Written instruction |
In the lines below, find the one that contains "Guideline: the keypoint for each instance of the timber" and write it out exactly, along with every line that follows it.
* * *
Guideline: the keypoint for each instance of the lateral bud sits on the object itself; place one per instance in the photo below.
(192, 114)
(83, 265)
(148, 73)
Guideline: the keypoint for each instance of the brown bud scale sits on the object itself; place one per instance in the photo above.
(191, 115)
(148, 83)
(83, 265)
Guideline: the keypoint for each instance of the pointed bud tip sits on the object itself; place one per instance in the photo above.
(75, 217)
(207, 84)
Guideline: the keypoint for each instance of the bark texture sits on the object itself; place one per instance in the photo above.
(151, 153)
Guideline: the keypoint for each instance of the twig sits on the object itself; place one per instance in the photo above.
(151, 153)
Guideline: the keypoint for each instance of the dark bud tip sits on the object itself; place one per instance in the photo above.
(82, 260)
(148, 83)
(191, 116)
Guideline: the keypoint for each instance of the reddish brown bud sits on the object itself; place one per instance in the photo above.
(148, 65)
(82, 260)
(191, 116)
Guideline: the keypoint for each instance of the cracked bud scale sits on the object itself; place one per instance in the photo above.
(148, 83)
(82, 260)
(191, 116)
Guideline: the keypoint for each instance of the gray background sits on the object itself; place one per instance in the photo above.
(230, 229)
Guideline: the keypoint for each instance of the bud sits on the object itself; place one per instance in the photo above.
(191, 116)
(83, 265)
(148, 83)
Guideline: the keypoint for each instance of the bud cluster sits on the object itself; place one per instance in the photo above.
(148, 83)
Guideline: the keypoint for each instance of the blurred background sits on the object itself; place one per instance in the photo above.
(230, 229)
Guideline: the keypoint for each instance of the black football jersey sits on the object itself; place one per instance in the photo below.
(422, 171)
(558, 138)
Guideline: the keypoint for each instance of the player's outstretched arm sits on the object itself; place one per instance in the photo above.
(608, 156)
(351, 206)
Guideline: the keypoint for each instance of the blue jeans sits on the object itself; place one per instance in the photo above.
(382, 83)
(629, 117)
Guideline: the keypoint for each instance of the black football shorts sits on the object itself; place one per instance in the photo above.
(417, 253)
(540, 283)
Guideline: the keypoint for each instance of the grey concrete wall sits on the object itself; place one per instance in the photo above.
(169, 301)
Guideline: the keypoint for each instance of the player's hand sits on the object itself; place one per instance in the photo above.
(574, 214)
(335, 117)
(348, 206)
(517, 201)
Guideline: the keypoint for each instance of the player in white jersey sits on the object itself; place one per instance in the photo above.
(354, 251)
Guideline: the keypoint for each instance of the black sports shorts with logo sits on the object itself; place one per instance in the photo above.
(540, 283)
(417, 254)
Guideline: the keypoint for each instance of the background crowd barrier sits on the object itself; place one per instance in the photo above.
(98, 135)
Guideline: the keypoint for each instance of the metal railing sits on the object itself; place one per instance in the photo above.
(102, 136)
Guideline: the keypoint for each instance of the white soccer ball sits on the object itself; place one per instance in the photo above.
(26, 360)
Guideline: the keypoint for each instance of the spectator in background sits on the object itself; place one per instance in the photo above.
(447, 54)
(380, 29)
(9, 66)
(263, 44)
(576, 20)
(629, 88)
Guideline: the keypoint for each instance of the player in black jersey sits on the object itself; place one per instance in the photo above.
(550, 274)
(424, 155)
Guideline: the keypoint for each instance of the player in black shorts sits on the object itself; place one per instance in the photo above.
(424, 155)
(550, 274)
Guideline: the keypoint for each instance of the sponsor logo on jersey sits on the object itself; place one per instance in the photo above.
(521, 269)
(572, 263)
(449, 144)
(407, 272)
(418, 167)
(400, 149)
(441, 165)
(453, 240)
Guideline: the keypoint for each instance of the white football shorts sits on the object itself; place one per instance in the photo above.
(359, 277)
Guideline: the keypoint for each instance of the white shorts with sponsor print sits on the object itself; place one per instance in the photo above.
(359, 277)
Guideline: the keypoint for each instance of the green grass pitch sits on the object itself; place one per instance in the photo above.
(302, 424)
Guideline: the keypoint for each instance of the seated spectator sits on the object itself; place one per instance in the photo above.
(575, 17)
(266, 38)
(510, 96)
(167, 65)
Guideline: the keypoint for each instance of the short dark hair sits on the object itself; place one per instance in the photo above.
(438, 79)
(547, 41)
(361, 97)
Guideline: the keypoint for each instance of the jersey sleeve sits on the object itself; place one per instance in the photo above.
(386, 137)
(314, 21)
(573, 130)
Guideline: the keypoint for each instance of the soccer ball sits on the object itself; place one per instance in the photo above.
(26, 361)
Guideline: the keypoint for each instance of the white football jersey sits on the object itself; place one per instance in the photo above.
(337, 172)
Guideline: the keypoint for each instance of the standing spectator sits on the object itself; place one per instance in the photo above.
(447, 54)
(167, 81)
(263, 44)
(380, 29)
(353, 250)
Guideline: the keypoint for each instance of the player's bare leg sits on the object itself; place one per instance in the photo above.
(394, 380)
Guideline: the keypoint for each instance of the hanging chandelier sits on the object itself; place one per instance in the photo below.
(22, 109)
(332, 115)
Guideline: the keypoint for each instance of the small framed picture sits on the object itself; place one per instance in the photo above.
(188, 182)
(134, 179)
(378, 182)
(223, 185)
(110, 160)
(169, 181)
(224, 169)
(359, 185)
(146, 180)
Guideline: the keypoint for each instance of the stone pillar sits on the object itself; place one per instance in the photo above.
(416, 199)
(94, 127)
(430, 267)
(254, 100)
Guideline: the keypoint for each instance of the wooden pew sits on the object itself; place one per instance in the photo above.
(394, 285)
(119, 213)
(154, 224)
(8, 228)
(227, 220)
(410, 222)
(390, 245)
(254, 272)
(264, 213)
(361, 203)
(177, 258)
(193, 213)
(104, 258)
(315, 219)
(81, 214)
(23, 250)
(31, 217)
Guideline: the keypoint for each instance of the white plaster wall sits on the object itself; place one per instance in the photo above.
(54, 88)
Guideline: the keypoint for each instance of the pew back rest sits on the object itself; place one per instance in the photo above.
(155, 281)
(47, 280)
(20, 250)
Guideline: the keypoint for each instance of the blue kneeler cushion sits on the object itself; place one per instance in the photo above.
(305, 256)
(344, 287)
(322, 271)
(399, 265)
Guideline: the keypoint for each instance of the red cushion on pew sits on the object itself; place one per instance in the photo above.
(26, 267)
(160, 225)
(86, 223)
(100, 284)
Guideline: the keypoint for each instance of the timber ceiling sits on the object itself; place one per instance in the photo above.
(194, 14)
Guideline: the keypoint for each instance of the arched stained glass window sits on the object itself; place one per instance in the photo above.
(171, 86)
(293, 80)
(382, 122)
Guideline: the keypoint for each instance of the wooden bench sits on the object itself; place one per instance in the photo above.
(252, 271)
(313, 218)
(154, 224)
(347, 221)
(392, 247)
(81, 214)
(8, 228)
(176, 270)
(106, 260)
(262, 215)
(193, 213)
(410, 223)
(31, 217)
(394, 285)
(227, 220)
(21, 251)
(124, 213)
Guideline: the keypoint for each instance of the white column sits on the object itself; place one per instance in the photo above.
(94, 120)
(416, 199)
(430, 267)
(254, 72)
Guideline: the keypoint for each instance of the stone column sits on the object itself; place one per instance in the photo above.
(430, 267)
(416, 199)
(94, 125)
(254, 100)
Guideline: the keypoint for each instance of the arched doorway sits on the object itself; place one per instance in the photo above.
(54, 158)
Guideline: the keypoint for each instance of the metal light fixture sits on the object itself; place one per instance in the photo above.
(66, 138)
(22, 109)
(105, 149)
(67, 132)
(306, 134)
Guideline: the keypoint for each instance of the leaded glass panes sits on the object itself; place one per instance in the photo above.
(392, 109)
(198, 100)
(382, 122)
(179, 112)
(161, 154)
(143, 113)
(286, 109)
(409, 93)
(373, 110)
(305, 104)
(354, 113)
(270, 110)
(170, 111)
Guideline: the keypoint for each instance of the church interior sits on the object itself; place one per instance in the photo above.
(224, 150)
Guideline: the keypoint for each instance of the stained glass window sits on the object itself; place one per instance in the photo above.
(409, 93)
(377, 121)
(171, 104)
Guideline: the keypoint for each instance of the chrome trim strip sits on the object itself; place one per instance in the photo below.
* * *
Solution to this problem |
Guideline: the keypoint for each instance of the timber ceiling sits on the object itself; place one per instance in the photo above.
(194, 14)
Guideline: the keypoint for each instance of the arched stained glass window sits on the object itself; place one per instance in the photo above.
(171, 86)
(293, 80)
(382, 122)
Guideline: the keypoint for each instance of the wooden bench sits on the object itself; place one per instance in the photo above.
(252, 271)
(313, 218)
(154, 224)
(347, 221)
(392, 247)
(81, 214)
(8, 228)
(176, 270)
(106, 260)
(262, 215)
(193, 213)
(410, 223)
(31, 217)
(394, 285)
(227, 220)
(21, 251)
(124, 213)
Guideline: the keypoint for each instance of the white column sits on the object itself; place one per instance in the photo above.
(94, 120)
(416, 199)
(430, 267)
(254, 72)
Guideline: the keypoint for each instance of the stone column sits on the object itself; place one per instance in the photo above.
(430, 267)
(416, 199)
(94, 125)
(254, 100)
Guideline: the keypoint for each instance of the arched doorway sits on the object itself; place one per instance in the photo above.
(54, 158)
Guideline: the keypoint for each instance of the metal light fixture sits on the object itself; place one per instance in the photo above.
(66, 138)
(22, 109)
(105, 149)
(67, 132)
(306, 134)
Guideline: the keypoint for each instance of the leaded glass panes sits on the object itself; place one per instance in the photo above.
(392, 109)
(198, 100)
(382, 122)
(179, 112)
(161, 154)
(143, 113)
(286, 109)
(409, 93)
(373, 110)
(305, 104)
(354, 113)
(270, 110)
(170, 111)
Guideline: the keypoint for each instance of the church interior sits on the object itself; place one per instance in the photo above.
(224, 150)
Guideline: the keypoint for each instance of the stained glass window sits on the object itself; place one per instance in the photo above.
(409, 93)
(377, 121)
(171, 104)
Guideline: the keypoint for each instance of the chrome trim strip sits on the object itself; place one per instance in the photo below.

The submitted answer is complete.